Task statement: Every entry that follows should be reproduced exactly.

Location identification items
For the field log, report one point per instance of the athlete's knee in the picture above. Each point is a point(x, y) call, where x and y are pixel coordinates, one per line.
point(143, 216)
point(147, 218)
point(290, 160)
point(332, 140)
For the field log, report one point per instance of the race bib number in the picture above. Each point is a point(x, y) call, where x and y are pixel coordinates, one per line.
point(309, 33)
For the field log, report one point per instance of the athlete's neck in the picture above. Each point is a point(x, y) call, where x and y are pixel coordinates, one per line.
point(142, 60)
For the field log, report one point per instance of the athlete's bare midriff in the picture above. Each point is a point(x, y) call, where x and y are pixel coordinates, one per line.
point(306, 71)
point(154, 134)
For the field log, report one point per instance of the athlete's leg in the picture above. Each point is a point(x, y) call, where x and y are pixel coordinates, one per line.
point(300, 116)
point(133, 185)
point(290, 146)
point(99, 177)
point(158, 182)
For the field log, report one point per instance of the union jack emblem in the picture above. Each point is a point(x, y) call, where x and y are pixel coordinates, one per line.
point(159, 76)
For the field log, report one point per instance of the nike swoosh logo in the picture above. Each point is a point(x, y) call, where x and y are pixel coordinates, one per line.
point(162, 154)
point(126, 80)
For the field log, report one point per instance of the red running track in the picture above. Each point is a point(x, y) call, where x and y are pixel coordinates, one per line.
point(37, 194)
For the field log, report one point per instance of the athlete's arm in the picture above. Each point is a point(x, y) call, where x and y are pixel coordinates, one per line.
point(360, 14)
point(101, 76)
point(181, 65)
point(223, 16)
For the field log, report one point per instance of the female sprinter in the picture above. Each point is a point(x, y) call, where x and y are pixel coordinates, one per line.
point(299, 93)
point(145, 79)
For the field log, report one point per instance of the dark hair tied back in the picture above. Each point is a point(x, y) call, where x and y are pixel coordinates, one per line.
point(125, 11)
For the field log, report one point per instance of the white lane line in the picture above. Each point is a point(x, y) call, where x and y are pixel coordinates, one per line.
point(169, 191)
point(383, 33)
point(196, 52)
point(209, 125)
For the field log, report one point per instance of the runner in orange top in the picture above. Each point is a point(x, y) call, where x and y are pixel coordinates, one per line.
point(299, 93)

The solution:
For the field log, report one point per instance of the athlete's knee in the picture above. Each point is a point(x, y) call, where x and y are pixel coordinates, one per line.
point(143, 216)
point(147, 218)
point(290, 160)
point(332, 140)
For the field log, report one point per instance of the race bib number in the picture above. Each point is a point(x, y) call, where x and y are pixel coordinates, one per line.
point(309, 33)
For the field log, report one point per instance of the athlete's neck in the picture above. Each point is a point(x, y) call, where x and y are pixel coordinates, one per line.
point(142, 60)
For the field log, report one point per instance of the athlete's bare midriff in the picture above. Each point is a point(x, y) call, where x and y are pixel coordinates, one per line.
point(306, 71)
point(154, 134)
For the field log, report one point per instance of the athlete's leg in the picture above. Each point is a point(x, y) call, where x and y are pixel coordinates, one per line.
point(300, 116)
point(133, 185)
point(290, 146)
point(99, 177)
point(158, 182)
For the field log, report one point per instance of the union jack emblem in the picture above. Each point is a point(x, y) call, where x and y are pixel coordinates, one per line.
point(159, 76)
For the field log, report one point per instance of the nike swoosh logo in the picture above. Each point is a point(x, y) call, where x and y are pixel coordinates, one per line.
point(162, 154)
point(126, 80)
For the field log, report one point per instance of the red running track in the picture above. Each point is a point(x, y) call, where x and y are pixel coordinates, one per line.
point(37, 194)
For the field log, report one point per instance of the athlete's arm in the picture above. Each point is a point(x, y) call, where x and y are pixel coordinates, one per line.
point(360, 14)
point(101, 76)
point(181, 65)
point(223, 16)
For the field log, report one point per instance of the female sprinter in the picture above. Each point is a point(x, y) call, where x and y are pixel coordinates, one per line.
point(299, 93)
point(145, 79)
For the field log, report one point per instance of the dark hair tied back in the picture above. Each point is a point(x, y) call, where x and y are pixel coordinates, one per line.
point(125, 11)
For the field log, report one point per instance of the white lane line in the picture above. Each point is a point(x, y) call, where x and y are pixel coordinates, one per line.
point(169, 191)
point(383, 33)
point(196, 52)
point(209, 125)
For the field log, report one point per instance of the runner in orange top in the picture above. Each point is a point(x, y) call, where x and y are pixel coordinates, one per line.
point(299, 93)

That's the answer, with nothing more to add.